• REQUIRED WORK
1/ According to the text on sleep disorders, what did a study conducted in the US in 2013 reveal?
2/ Name every example of a negative consequence of a lack of sleep that the text on sleep disorders mentions.
3/ Write the next part of the text on sleep disorders, beginning right after its final heading.
** Opening TEXT SECTION block **
July 8, 2021

How to combat sleep disorders

It is generally estimated that we spend about a third of our lives asleep. This essential activity for our physical and mental well-being may quickly become problematic in the event of recurring sleep problems. In the same way as food, the quality of our sleep has a considerable impact on our health.

What is sleep for?

Sleep has been part of life since the dawn of time, literally. We now know that blue-green algae, which appeared almost four billion years ago, already had a biological clock that alternated periods of activity and rest.

For a human being, a lack of sleep has numerous negative consequences. These are both physical (hormonal disturbances, heart problems, etc.) and mental (depression, mood disorders, etc.).

A study conducted in the US in 2013 revealed that daily neuronal activity generates toxins. These are only cleared out and eliminated during sleep.

What does a night’s sleep consist of?
** Closing TEXT SECTION block **
** Opening RECORDED DATA block **
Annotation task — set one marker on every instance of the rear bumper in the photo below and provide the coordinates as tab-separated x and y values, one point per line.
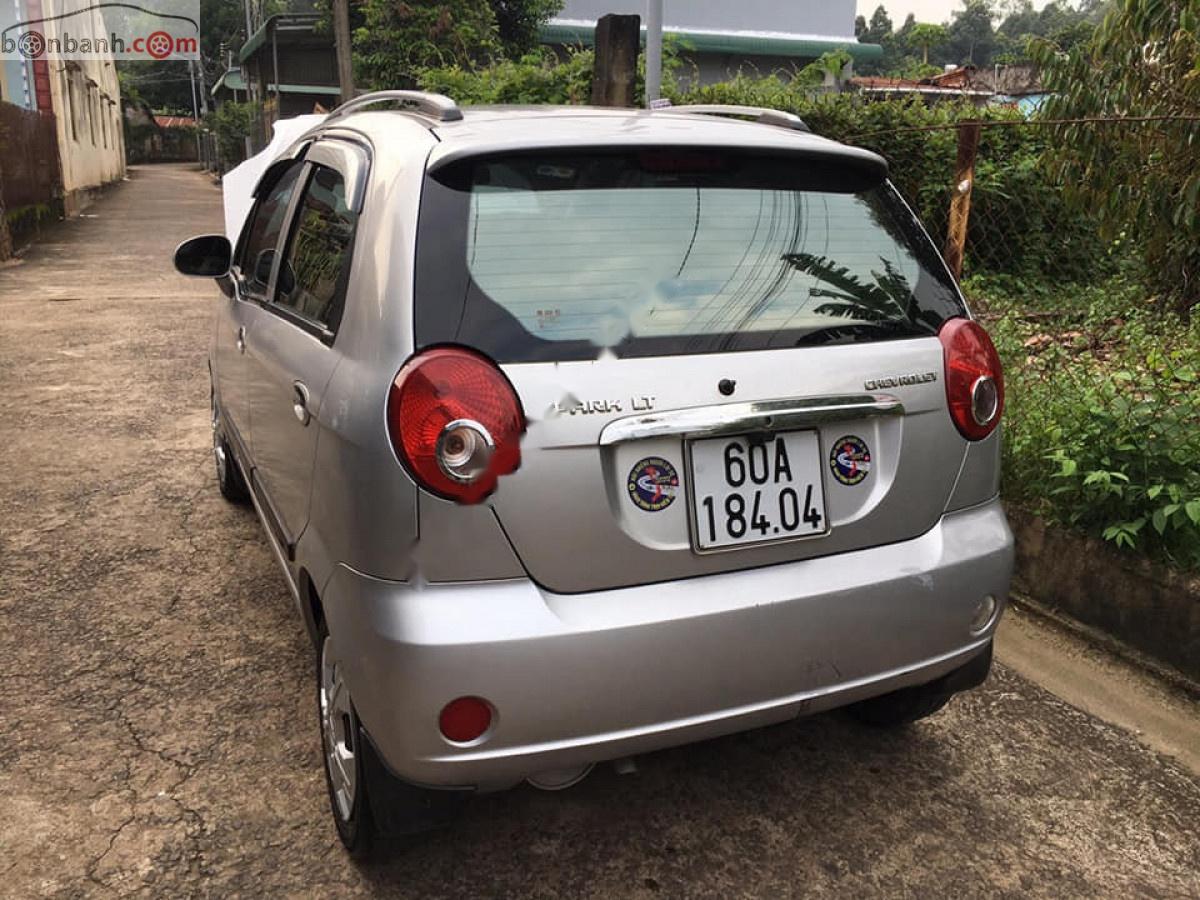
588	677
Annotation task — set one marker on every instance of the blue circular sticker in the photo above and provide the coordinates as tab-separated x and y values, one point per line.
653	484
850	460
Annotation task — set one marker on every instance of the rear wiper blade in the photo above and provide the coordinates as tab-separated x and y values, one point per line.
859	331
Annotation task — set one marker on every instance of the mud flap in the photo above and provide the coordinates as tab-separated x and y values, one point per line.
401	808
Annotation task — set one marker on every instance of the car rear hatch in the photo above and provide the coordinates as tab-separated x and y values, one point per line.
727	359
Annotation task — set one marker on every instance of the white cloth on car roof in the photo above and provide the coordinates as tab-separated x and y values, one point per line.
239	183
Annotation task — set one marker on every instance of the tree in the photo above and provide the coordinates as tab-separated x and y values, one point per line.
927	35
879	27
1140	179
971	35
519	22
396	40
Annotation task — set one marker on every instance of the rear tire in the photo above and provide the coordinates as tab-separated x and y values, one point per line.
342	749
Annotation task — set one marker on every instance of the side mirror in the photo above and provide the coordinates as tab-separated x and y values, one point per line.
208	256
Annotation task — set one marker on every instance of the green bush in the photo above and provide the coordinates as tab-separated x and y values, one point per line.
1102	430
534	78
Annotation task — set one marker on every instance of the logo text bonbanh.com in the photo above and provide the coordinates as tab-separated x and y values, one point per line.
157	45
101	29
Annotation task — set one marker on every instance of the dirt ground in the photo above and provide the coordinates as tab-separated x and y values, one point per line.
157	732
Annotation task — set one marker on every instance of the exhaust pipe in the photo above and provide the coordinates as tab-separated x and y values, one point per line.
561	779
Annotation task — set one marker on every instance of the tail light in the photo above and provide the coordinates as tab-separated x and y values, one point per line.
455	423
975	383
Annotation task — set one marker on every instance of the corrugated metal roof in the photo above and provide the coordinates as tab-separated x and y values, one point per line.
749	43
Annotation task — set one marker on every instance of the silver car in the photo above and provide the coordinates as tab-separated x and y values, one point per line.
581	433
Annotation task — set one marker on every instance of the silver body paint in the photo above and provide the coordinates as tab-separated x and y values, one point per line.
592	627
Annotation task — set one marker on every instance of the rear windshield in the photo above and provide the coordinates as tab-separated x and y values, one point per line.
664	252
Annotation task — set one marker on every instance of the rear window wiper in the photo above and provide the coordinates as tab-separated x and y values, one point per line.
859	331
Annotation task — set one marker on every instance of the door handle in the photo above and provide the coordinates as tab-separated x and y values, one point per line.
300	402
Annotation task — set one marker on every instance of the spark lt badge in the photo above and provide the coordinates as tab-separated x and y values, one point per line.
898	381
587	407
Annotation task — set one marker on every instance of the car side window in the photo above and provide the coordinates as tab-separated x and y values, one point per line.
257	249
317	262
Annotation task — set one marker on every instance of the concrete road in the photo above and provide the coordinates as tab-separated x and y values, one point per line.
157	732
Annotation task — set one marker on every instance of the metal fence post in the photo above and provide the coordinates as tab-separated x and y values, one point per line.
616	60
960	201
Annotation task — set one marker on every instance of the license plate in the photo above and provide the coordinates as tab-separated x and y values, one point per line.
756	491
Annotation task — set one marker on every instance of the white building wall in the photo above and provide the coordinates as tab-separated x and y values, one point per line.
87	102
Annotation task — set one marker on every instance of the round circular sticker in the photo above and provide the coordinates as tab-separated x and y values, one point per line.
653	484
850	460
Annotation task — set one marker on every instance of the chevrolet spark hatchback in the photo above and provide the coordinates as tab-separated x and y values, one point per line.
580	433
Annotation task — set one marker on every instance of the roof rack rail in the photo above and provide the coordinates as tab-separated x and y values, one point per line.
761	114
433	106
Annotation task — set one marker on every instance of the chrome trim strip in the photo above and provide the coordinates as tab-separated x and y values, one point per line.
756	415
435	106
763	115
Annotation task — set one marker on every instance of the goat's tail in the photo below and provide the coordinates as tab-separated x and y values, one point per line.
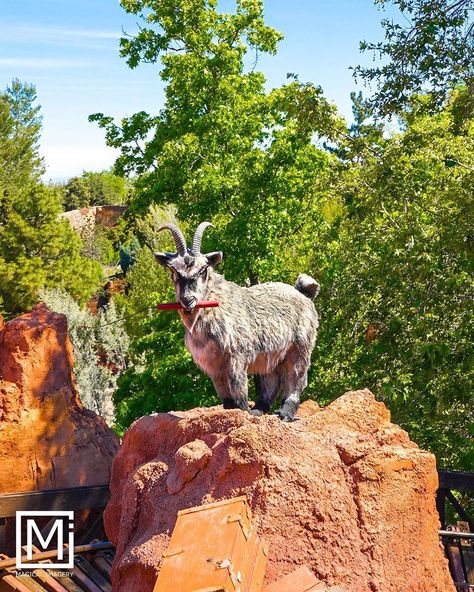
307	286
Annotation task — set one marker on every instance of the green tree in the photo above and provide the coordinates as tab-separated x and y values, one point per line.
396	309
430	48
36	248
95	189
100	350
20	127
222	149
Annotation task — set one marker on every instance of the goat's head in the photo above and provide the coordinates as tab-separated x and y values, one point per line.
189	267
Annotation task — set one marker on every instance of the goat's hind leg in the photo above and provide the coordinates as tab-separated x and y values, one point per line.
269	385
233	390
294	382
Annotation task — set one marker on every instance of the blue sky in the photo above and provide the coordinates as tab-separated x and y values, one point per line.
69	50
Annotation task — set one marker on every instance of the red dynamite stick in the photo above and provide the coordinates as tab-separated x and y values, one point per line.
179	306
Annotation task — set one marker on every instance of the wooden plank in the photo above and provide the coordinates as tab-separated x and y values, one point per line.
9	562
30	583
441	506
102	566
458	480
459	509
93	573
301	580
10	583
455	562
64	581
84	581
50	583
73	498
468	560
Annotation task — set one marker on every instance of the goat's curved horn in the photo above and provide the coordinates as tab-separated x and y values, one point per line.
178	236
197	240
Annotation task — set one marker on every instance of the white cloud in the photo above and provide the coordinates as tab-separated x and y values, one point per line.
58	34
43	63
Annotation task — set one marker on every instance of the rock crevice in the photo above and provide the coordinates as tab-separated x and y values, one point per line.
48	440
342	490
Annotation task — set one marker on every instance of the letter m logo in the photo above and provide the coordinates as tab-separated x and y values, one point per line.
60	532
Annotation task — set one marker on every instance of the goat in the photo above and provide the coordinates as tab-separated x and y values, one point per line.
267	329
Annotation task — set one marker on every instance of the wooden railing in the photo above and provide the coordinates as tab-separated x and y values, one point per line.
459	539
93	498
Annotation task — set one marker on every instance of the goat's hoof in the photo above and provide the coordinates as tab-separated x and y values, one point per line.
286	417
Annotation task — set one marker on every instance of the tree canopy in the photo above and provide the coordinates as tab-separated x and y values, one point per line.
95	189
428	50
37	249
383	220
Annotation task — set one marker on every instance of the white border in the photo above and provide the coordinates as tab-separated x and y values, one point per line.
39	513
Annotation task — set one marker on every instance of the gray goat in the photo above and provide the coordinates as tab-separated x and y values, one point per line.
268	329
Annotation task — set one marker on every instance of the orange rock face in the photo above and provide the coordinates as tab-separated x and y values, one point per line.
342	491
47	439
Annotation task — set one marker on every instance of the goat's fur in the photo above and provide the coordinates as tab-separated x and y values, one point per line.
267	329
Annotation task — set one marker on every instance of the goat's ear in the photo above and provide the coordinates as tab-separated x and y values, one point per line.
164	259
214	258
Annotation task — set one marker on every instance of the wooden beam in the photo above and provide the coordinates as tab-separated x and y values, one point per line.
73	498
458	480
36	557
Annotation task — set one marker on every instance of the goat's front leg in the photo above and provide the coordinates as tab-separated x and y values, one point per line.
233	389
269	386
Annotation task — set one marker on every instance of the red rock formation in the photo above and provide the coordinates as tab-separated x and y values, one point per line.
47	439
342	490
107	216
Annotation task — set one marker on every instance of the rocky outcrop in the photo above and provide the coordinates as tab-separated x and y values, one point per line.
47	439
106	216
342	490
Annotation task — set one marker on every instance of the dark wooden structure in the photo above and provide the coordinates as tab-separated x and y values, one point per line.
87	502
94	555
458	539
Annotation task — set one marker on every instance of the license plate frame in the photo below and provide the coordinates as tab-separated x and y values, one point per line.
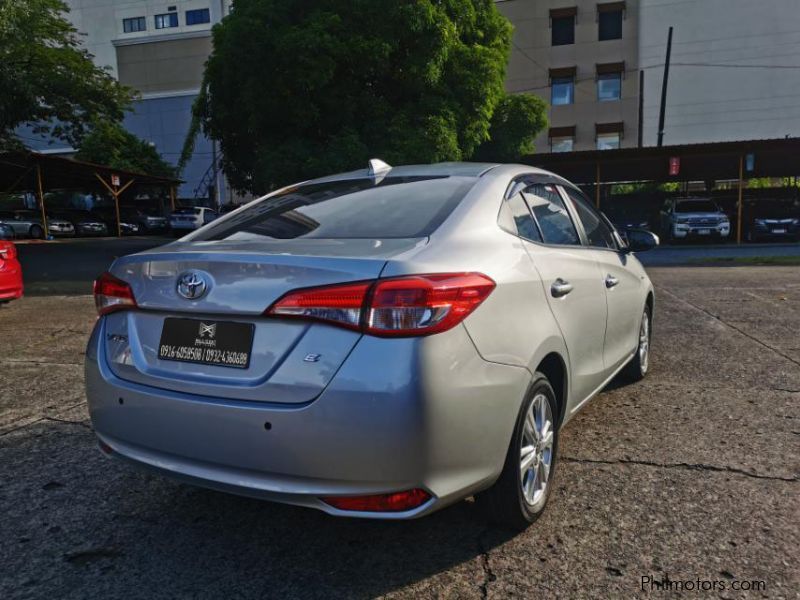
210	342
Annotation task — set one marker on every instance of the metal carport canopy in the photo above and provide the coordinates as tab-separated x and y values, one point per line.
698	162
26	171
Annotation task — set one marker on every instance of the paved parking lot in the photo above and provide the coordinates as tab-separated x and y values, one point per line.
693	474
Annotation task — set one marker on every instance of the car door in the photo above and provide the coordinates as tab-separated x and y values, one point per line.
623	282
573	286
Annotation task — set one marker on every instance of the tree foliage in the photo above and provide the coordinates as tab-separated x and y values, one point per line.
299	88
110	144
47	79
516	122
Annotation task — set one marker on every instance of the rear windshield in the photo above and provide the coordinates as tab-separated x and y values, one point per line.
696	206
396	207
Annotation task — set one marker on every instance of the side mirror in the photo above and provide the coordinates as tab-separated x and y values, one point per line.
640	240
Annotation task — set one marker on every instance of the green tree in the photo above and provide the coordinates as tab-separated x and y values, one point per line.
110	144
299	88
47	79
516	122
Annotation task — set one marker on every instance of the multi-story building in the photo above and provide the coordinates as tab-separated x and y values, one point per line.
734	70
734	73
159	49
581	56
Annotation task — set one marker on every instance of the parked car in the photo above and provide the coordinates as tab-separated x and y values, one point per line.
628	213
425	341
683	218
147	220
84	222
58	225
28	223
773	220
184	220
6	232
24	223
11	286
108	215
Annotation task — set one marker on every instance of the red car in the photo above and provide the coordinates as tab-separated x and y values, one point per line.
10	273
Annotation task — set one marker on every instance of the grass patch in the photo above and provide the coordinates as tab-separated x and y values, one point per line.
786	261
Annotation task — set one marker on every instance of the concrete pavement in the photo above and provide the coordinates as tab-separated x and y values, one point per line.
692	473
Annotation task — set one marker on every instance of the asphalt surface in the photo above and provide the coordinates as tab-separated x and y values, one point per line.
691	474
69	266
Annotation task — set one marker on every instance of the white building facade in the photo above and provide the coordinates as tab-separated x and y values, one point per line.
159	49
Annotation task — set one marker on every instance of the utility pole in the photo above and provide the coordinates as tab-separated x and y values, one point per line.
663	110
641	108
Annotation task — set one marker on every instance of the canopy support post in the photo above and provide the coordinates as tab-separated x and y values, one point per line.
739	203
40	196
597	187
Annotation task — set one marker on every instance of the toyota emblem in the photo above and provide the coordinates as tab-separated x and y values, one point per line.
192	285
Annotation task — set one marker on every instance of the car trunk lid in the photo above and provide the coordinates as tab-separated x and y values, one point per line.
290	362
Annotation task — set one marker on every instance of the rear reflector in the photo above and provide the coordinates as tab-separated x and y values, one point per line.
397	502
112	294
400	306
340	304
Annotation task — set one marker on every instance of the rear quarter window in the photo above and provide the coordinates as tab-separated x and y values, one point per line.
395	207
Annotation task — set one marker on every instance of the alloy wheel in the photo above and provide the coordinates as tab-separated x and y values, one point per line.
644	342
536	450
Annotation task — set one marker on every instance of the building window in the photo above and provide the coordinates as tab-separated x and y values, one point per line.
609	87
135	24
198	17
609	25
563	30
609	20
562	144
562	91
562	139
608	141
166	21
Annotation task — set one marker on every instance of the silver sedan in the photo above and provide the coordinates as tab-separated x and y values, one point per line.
** Closing RECORDED DATA block **
• ANSWERS TO THE EXERCISES
1/ It revealed that daily neuronal activity generates toxins, which are only cleared out and eliminated during sleep.

2/ Hormonal disturbances, heart problems, depression, mood disorders

3/
Human sleep consists of several cycles (4 to 6) of approximately 90 minutes.

At the beginning of a cycle, light non-REM sleep first dominates, and then gives way to mainly deep non-REM sleep. This is the phase in which you most recover from the physical tiredness you have accumulated.

This is then followed by REM (Rapid Eye Movement) sleep, the phase in which you have dreams. During REM sleep, your brain activity is at its most intense, your muscles are lethargic even though your eyes are constantly moving. . It is also during this phase that your brain organises your memory and what you learned during the day.

How to combat the most common sleep disorders

How to sleep well is not always obvious, because sleep times and schedules vary from one person to another, and evolve throughout your life.

To get an idea of the sleep you need, try an experiment during your next holidays (ideally after a first week of rest). Just pay attention to the time at night when you start to feel tiredness coming over you, and then note the time you naturally wake up. You will then know your optimal sleep cycle, as well as the hours of rest you naturally need. It is also important to respect your biological clock and go to sleep at the same time every day. Your sleep will only be better for it.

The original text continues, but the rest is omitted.